Written exercise - Gather every line of the items below that contains the word "textured", and copy each such line. Case counts.

Provided data -

+ + + + +

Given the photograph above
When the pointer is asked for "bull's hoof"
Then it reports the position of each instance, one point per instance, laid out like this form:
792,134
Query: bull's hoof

+ + + + +

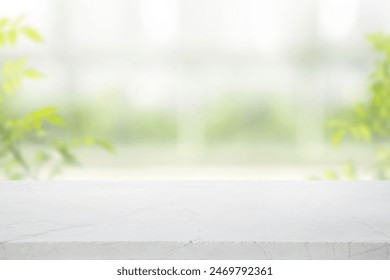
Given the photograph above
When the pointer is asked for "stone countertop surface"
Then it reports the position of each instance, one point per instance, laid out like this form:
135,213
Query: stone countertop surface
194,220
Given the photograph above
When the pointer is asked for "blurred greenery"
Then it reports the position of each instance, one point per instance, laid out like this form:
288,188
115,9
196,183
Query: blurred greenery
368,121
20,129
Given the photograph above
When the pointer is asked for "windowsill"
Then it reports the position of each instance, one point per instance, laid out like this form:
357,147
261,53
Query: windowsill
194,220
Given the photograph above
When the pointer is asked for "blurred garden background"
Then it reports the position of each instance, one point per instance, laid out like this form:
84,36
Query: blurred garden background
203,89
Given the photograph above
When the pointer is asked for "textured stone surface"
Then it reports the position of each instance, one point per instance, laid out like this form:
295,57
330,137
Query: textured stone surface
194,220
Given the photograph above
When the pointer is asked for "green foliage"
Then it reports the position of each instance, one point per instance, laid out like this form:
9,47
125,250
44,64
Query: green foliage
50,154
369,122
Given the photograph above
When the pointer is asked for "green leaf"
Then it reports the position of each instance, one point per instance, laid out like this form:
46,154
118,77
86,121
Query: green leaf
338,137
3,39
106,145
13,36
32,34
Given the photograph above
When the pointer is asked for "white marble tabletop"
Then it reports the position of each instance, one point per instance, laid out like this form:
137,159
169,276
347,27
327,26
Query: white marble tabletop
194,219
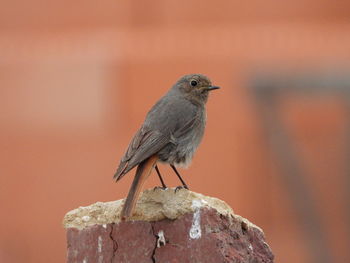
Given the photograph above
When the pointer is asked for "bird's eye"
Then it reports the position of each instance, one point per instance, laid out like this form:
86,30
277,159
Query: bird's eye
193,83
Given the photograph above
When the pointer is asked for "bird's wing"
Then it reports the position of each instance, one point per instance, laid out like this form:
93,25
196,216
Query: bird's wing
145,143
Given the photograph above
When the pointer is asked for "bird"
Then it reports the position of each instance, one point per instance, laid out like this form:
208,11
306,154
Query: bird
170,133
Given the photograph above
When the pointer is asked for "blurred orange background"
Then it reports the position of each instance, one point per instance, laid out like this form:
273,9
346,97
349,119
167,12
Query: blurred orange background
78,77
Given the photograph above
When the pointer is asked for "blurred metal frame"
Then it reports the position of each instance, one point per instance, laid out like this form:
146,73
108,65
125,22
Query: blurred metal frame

+ + + + +

Solution to this problem -
When the pointer is asked for "textured stone surface"
Query: textured stone surface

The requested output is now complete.